Work instruction =
Retype the entries below exactly, dropping the images.

Extracted information =
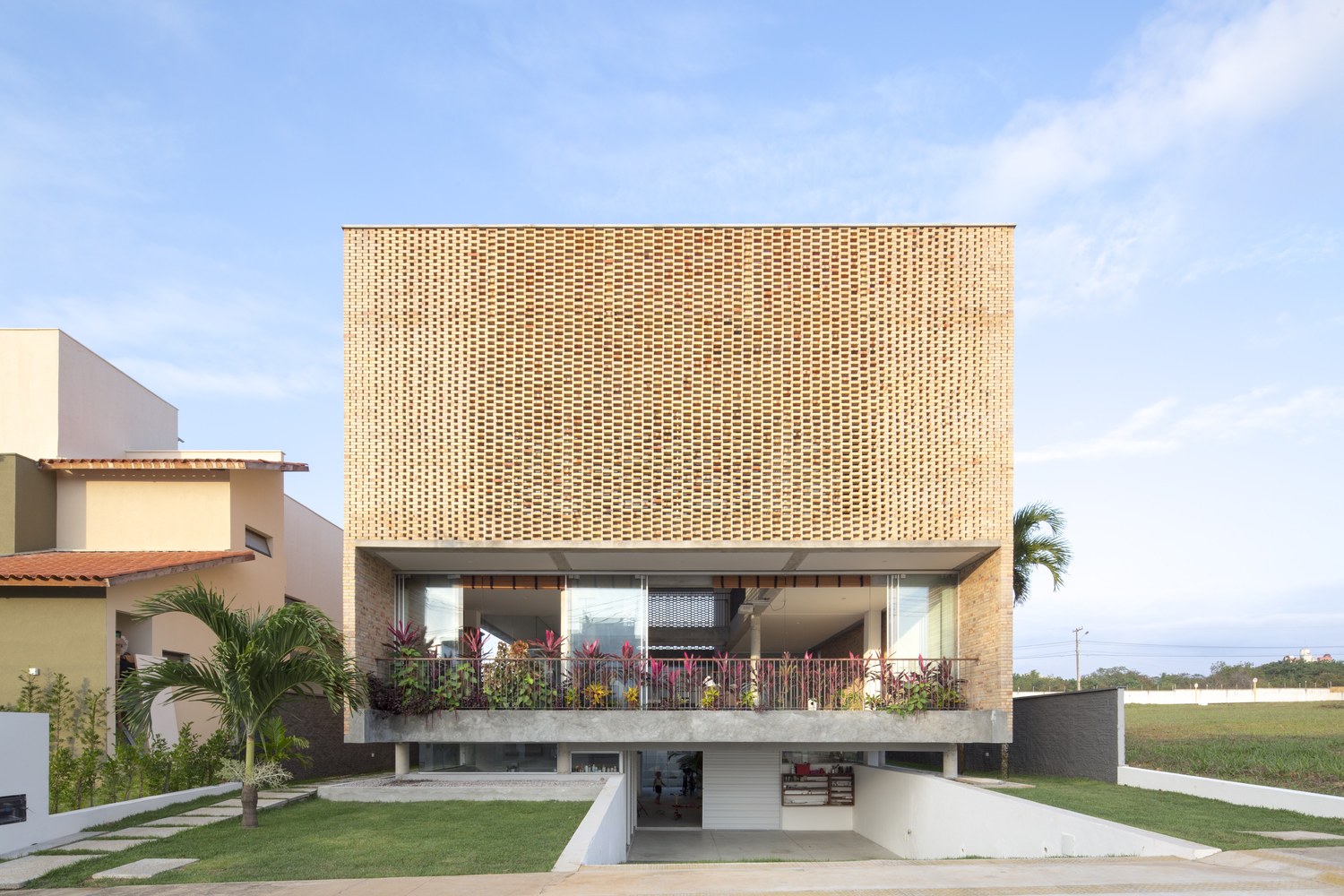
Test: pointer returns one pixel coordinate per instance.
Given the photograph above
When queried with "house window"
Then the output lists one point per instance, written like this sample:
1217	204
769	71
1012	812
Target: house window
922	616
257	541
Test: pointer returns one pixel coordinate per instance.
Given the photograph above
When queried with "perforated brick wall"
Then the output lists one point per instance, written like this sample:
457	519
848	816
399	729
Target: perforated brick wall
679	383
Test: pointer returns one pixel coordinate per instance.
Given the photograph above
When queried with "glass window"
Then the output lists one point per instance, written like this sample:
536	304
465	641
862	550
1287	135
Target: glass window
435	602
607	608
487	756
922	616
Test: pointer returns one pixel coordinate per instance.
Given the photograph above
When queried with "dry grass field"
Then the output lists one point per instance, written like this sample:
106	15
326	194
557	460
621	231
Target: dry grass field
1281	745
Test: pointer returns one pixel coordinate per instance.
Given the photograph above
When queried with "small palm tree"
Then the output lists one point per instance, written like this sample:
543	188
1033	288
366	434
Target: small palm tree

Output for this task =
Test: pointer returns one pixel coordinate per instance.
Given the photograph above
When queried with "house window"
Then the output lists one point per instance, written like this sample:
1217	204
769	71
1012	812
Target: house window
922	616
257	541
Test: pointer returns one pixel coordinate per instance.
Given the photograph above
When queried with "perforated brick wall"
Then the output lists one point per instance, written like this sample:
457	519
848	816
399	729
Target: perforated brick wall
679	383
Test: pointer returns one pixel coordinate per instance.
Given the photograph above
When queried with "glass window"
Then the output lists one point per instance, written like this sample:
536	304
465	641
862	550
1287	135
Target: glass window
435	602
607	608
487	756
922	616
Test: pointer returns one pixel coordinate per instance.
Given the photograph above
When queried with "dry grass field"
Then the output lists one point per instance, written like this sample:
106	15
326	194
557	460
621	231
Target: dry grass field
1281	745
Test: pointer returns one pixel coordinate per instance.
Given the photograph above
When queried with "small palm tree"
Then the output lists one point per instance, written like this sample:
543	188
1033	288
366	434
Target: small palm tree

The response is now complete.